Stated goal:
Copy every one of the records below word for word, keeping each line unchanged and in the same order.

|---|

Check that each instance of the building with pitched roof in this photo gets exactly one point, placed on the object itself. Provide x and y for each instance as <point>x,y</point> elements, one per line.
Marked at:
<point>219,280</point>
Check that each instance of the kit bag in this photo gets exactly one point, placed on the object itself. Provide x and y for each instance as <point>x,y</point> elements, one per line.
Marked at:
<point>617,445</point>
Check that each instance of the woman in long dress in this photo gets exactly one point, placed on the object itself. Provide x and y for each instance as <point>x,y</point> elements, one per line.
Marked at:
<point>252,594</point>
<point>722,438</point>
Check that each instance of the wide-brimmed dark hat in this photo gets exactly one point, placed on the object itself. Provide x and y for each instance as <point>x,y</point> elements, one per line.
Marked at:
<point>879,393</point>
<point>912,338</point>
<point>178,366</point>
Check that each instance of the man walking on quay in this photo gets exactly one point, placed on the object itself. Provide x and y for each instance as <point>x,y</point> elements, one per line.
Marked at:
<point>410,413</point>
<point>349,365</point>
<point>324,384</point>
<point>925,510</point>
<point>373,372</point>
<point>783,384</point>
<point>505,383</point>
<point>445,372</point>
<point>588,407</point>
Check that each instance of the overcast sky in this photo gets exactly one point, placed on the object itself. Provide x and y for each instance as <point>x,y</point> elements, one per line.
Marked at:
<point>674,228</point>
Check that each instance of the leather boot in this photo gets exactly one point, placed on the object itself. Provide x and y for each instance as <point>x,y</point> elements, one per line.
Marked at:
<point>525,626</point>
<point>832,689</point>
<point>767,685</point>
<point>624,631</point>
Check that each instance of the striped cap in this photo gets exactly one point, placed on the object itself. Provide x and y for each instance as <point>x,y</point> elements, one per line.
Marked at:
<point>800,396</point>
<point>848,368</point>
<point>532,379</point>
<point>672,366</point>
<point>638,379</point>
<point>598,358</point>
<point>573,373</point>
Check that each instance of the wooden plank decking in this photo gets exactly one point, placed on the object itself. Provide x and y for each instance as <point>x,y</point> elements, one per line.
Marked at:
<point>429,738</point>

|---|

Correct output:
Check that each instance of the building with pitched roof in this photo gets exactly one point, placed on the object itself. Provide x and y for each instance as <point>x,y</point> elements, one per line.
Marked at:
<point>219,280</point>
Check that each instance of the kit bag in this photo gets exactly one point, placed on the object itself. Provide x and y for each instance as <point>x,y</point> elements, one per line.
Marked at:
<point>617,445</point>
Check that each instance of the woman in long dress in this photo gets exactly one point, placed on the object itself. Provide x and y for each instance as <point>x,y</point> elements, one per line.
Marked at:
<point>252,594</point>
<point>722,438</point>
Check that each instance of the wide-brimmed dark hat in this photo gets exactly one point, placed on the object itself. Provide x and y for each instance as <point>x,y</point> elements, one per line.
Marked at:
<point>879,393</point>
<point>912,338</point>
<point>178,366</point>
Check that each instance of the man walking on quay in this photo gets exactly one point, placed on the object itself. Provide x and y for each instance as <point>x,y</point> elements, one per line.
Marked at:
<point>410,413</point>
<point>349,365</point>
<point>324,384</point>
<point>925,510</point>
<point>373,372</point>
<point>783,384</point>
<point>505,383</point>
<point>445,372</point>
<point>588,407</point>
Check that each instance of the overcast sky in this photo gets exactly one point, placed on the object itself. Provide x and y for each instance as <point>x,y</point> elements, one per line.
Marked at:
<point>674,228</point>
Check that each instance of the leather boot in this photo gets exactly one point, placed on the object itself. Provide x and y for each instance as <point>x,y</point> elements, one per line.
Marked at:
<point>525,626</point>
<point>832,689</point>
<point>767,685</point>
<point>624,631</point>
Check that each instance of the striped cap in this photo gets exactly one point, placed on the object itself. Provide x and y for each instance as <point>x,y</point> elements, one per line.
Marked at:
<point>800,396</point>
<point>848,368</point>
<point>532,379</point>
<point>672,366</point>
<point>638,379</point>
<point>598,358</point>
<point>573,373</point>
Check that each instance of the wooden plank decking in this photo gets exactly one point, placed on the object itself. Provide x and y for each instance as <point>x,y</point> elements, one per line.
Marked at:
<point>429,738</point>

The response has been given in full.